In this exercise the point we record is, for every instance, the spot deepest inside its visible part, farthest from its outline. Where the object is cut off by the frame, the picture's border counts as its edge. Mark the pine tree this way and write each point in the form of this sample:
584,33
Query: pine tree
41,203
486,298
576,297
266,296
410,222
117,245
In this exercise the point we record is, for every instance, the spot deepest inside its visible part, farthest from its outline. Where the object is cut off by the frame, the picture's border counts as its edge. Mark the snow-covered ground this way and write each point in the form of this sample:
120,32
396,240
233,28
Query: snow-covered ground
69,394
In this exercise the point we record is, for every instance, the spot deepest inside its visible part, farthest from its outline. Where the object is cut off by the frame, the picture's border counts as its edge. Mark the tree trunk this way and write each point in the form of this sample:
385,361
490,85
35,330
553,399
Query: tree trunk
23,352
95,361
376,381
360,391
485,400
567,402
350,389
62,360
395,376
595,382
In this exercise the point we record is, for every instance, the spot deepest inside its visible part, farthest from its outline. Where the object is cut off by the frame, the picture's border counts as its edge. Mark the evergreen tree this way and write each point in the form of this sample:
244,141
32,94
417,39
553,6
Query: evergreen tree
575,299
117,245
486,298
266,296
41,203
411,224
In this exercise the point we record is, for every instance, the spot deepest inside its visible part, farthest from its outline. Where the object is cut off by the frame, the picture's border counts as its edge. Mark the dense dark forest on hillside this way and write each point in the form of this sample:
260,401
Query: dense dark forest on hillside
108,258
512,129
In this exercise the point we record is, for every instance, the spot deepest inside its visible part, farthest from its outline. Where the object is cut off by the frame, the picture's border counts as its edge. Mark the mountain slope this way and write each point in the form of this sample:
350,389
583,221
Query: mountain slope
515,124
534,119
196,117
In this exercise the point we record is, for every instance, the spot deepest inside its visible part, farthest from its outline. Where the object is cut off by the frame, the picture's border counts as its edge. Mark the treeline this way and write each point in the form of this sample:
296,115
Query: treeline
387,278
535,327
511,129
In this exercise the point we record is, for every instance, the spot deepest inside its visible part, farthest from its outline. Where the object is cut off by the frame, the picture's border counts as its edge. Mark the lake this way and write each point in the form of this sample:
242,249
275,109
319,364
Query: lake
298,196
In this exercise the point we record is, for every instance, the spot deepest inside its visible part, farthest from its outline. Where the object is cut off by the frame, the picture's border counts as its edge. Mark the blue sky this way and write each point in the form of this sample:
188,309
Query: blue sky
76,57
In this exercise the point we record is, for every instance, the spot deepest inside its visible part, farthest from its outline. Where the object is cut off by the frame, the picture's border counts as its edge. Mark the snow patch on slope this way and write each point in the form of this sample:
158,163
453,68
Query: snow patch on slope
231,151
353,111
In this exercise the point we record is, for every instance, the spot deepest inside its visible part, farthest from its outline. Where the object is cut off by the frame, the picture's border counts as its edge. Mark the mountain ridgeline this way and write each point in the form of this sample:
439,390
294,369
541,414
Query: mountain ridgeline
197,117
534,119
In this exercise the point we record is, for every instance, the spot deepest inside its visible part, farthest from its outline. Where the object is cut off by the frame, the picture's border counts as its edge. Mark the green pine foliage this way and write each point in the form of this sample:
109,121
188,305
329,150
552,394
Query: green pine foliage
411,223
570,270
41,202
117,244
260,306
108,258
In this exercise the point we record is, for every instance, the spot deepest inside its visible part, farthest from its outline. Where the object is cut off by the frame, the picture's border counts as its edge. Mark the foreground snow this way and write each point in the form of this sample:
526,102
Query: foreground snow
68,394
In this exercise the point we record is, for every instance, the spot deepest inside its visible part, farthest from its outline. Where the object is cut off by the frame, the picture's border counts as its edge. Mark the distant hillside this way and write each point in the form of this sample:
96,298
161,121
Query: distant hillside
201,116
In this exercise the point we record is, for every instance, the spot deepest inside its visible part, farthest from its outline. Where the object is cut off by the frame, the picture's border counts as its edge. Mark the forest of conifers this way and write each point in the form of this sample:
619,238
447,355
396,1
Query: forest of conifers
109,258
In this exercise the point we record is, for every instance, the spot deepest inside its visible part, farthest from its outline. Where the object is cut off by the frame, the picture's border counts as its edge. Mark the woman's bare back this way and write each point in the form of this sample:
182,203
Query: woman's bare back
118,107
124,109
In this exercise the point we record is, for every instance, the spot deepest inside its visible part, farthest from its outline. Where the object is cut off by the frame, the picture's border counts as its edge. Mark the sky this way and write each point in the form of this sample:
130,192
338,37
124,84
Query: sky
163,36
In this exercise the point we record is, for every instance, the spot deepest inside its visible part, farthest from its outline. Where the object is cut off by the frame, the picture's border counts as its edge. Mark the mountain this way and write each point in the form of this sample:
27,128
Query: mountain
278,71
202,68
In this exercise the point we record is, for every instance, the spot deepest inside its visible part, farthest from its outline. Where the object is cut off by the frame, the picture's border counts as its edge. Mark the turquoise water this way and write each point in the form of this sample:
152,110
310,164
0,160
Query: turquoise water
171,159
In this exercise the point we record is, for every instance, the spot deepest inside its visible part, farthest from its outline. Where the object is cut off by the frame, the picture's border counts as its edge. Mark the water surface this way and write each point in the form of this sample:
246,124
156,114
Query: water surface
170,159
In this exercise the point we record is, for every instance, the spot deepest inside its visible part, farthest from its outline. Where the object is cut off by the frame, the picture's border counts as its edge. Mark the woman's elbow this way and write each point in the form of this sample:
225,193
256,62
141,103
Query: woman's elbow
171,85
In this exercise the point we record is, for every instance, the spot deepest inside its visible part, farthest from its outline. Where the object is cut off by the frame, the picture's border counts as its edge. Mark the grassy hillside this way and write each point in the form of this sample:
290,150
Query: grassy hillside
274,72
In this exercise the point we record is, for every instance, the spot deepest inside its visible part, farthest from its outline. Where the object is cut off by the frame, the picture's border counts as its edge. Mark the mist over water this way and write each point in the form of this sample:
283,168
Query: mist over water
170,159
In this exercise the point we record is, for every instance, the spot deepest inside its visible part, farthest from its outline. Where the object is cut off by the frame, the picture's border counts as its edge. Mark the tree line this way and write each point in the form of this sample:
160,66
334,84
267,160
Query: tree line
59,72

TASK REQUIREMENTS: Return all the lines shown above, word for word.

SOLVED PROBLEM:
In this exercise the point we record is, for every instance, the spot deepest inside its visible part, farthest from its outline. Where the object is cut off by the frame, the picture's border counts as its edge. Mark the pine tree this way and write each point in the form of this sample:
584,33
Query: pine tree
41,203
486,298
576,297
266,296
410,222
117,245
In this exercise the point we record is, for every instance, the spot deepest inside its visible part, farthest from its outline. Where the object is cut off by the frame, the picture's border counts as its edge. Mark the snow-covered ground this way and write each point in the form of this sample:
120,32
396,240
233,28
Query: snow-covered ground
69,394
In this exercise the point we record is, for every instance, the spot deepest inside its visible part, farthest from its outline. Where the object is cut off by the frame, the picture's border counts as its edge. Mark the tree trunk this way and write each point in the form of this sample:
385,361
490,85
35,330
553,399
Query: tree trunk
23,352
95,361
376,381
360,391
485,400
567,402
350,389
62,360
395,376
595,382
In this exercise the point we record is, for every instance, the spot deepest inside its visible part, farthest from its outline. Where the object is cut off by the frame, the picture's border counts as its edge. Mark the evergreen tree this way and write each point in the form of this sample:
244,141
32,94
417,39
553,6
Query: evergreen tree
575,299
117,245
486,298
266,296
41,203
411,224
In this exercise the point we record is, for every instance, the spot deepest inside its visible part, farthest from its outline. Where the object is cut off by the frame, the picture's border counts as its edge. Mark the dense dark forest on hillside this way and write each point in the form of this sample:
260,401
Query: dense dark forest on hillside
108,258
512,129
In this exercise the point we record is, for every instance, the spot deepest inside its visible part, farthest from its outline. Where the object is cut off by the frame, the picture's border counts as its edge. Mark the mountain slope this way and write each point in the form of this sample:
350,389
583,221
Query: mountain slope
515,124
534,119
196,117
In this exercise the point we record is, for every instance, the spot deepest inside its visible part, farthest from its outline. Where the object is cut off by the frame, the picture's border counts as its edge. Mark the treeline this way and write each point in the form of this sample:
296,115
Query: treeline
387,278
535,327
511,129
In this exercise the point we record is, for every instance, the spot deepest inside its visible part, farthest from its outline. Where the object is cut off by the frame, the picture's border counts as its edge. Mark the lake this way and write each point in the form of this sample:
242,249
275,109
319,364
Query: lake
298,196
In this exercise the point we record is, for every instance, the spot deepest inside its visible part, farthest from its outline. Where the object is cut off by the frame, the picture's border counts as its edge. Mark the blue sky this way and write each point in the form of this sample:
188,309
Query: blue sky
76,57
In this exercise the point we record is, for every instance, the spot deepest inside its visible part, farthest from its outline. Where the object is cut off by the frame, the picture's border counts as its edge. Mark the snow patch on slope this way and write each point in the form of this sample:
158,163
453,68
Query: snow patch on slope
231,151
353,111
In this exercise the point we record is, for every instance, the spot deepest inside its visible part, farthest from its outline. Where the object is cut off by the frame, the picture's border counts as its edge. Mark the mountain ridgeline this way and write each point in the form of this sample:
439,390
294,369
541,414
Query: mountain ridgeline
197,117
534,119
In this exercise the point we record is, for every instance, the spot deepest inside its visible part, farthest from its outline. Where the object is cut off by the frame, the picture's border counts as its edge. Mark the green pine foliage this way and write each point in the form of this sample:
109,121
188,305
329,150
552,394
Query: green pine foliage
411,223
570,270
41,202
117,244
260,306
108,258
In this exercise the point we record is, for every instance, the spot deepest inside its visible part, farthest from its outline. Where the object is cut off by the frame, the picture's border counts as its edge. Mark the foreground snow this way and write each point in the form of this sample:
526,102
Query: foreground snow
68,394
In this exercise the point we record is, for every instance, the spot deepest inside its visible part, farthest from its outline. Where the object is cut off by the frame, the picture's border counts as its edge. Mark the distant hillside this way and write each point in the form of this sample:
96,298
161,121
Query: distant hillside
201,116
In this exercise the point we record is, for every instance, the spot deepest inside its visible part, farthest from its outline. Where the object is cut off by the frame, the picture's border counts as its edge. Mark the forest of conifers this way and write each point in the form of this sample:
619,238
447,355
396,1
Query: forest of conifers
109,258
In this exercise the point we record is, for every instance, the spot deepest inside its visible part, farthest from its outline. Where the object is cut off by the frame, the picture's border counts as its edge. Mark the woman's bare back this way and write each point in the form of this sample:
182,203
Query: woman's bare back
118,107
124,109
In this exercise the point we record is, for every instance, the spot deepest inside its visible part, farthest from its outline. Where the object is cut off by the frame, the picture's border counts as its edge. Mark the sky this way and write each point in the form of this sample:
130,192
338,37
124,84
Query: sky
163,36
In this exercise the point we record is, for every instance, the spot deepest inside its visible part, farthest from its outline. Where the object is cut off by the frame, the picture's border counts as its edge. Mark the mountain this way and write each point in the form of this sample:
27,128
Query: mountain
278,71
202,68
In this exercise the point we record is, for every instance, the spot deepest inside its visible part, farthest from its outline. Where the object is cut off by the frame, the picture's border counts as its edge. Mark the turquoise water this way and write each point in the form of this sample:
152,110
310,164
0,160
Query: turquoise water
171,159
In this exercise the point we record is, for every instance, the spot deepest inside its visible part, farthest from its outline. Where the object is cut off by the frame, the picture's border counts as its edge. Mark the water surface this way and write each point in the form of this sample:
246,124
156,114
Query: water surface
170,159
In this exercise the point we record is, for every instance, the spot deepest inside its visible part, farthest from its outline. Where the object is cut off by the frame, the picture's border counts as its edge. Mark the woman's elbow this way and write each point in the form of this sample:
225,193
256,62
141,103
Query: woman's elbow
171,85
In this exercise the point we record is, for every instance, the spot deepest inside its visible part, farthest from its outline. Where the object is cut off by the frame, the picture's border counts as its edge. Mark the grassy hillside this way and write each point in the form of this sample:
290,150
Query: grassy hillside
274,72
In this exercise the point we record is, for every instance, the spot deepest inside its visible part, farthest from its outline. Where the object is cut off by the frame, the picture's border counts as its edge. Mark the mist over water this way and write each point in the form of this sample:
283,168
Query: mist over water
170,159
In this exercise the point we record is, for every instance, the spot deepest inside its visible part, farthest from its outline. Where the object is cut off by the frame, the picture's border counts as its edge. Mark the tree line this way and write each point in the form of this sample:
160,66
334,84
267,160
Query: tree line
59,72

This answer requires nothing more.